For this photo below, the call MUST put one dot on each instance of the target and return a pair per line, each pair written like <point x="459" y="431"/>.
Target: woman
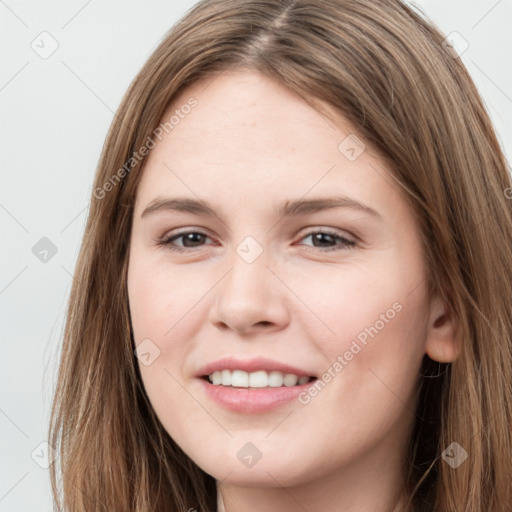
<point x="212" y="358"/>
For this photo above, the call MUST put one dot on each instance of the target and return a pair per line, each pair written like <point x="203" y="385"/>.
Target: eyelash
<point x="345" y="245"/>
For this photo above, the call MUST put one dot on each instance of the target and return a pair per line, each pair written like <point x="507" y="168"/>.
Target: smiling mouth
<point x="257" y="380"/>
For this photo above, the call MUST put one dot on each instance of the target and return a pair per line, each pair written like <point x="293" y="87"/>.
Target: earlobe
<point x="442" y="341"/>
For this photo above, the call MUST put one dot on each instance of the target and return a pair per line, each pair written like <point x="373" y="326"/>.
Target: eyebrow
<point x="287" y="209"/>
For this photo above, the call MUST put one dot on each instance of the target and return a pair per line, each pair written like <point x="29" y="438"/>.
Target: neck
<point x="369" y="484"/>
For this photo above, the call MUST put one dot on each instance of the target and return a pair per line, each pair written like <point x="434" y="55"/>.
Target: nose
<point x="250" y="298"/>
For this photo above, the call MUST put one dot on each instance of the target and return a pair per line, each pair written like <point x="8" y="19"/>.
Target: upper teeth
<point x="259" y="379"/>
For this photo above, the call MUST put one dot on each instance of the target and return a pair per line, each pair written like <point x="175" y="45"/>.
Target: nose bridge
<point x="249" y="293"/>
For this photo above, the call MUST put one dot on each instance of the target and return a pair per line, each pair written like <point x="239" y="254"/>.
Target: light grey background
<point x="54" y="115"/>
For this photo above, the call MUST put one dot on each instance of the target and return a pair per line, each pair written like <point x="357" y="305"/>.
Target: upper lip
<point x="250" y="365"/>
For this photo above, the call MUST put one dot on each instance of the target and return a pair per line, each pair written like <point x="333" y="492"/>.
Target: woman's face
<point x="307" y="257"/>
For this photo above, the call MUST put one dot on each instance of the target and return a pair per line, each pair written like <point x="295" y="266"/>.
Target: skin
<point x="248" y="145"/>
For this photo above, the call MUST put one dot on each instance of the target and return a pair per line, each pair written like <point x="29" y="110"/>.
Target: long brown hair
<point x="383" y="66"/>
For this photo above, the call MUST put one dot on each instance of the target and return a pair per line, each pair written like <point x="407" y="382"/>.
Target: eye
<point x="190" y="240"/>
<point x="328" y="237"/>
<point x="324" y="240"/>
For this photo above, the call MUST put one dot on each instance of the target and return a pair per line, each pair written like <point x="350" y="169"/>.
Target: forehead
<point x="250" y="138"/>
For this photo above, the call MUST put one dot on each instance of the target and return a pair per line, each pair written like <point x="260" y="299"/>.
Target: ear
<point x="442" y="341"/>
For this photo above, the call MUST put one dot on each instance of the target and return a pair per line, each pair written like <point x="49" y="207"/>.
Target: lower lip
<point x="252" y="400"/>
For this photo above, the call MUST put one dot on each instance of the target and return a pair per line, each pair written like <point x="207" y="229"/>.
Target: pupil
<point x="190" y="238"/>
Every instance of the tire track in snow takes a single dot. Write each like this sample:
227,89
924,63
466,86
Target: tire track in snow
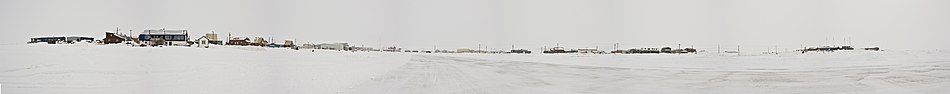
429,74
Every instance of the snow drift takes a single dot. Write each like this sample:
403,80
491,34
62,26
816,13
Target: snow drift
115,69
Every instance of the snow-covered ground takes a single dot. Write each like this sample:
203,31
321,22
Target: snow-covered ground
117,69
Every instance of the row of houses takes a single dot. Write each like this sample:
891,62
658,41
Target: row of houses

---

# [Goal]
Copy the stretch from the line containing "Every instance of the snow-covered" through the end of the data above, keeping every line exactly as it appears.

# [Finished task]
Every instance of the snow-covered ground takes a single dot. Write each like this sample:
203,31
321,22
Target: snow-covered ground
117,69
Every instance of the row of houses takes a single dot. Write each like this sample:
891,62
658,41
Target: row of houses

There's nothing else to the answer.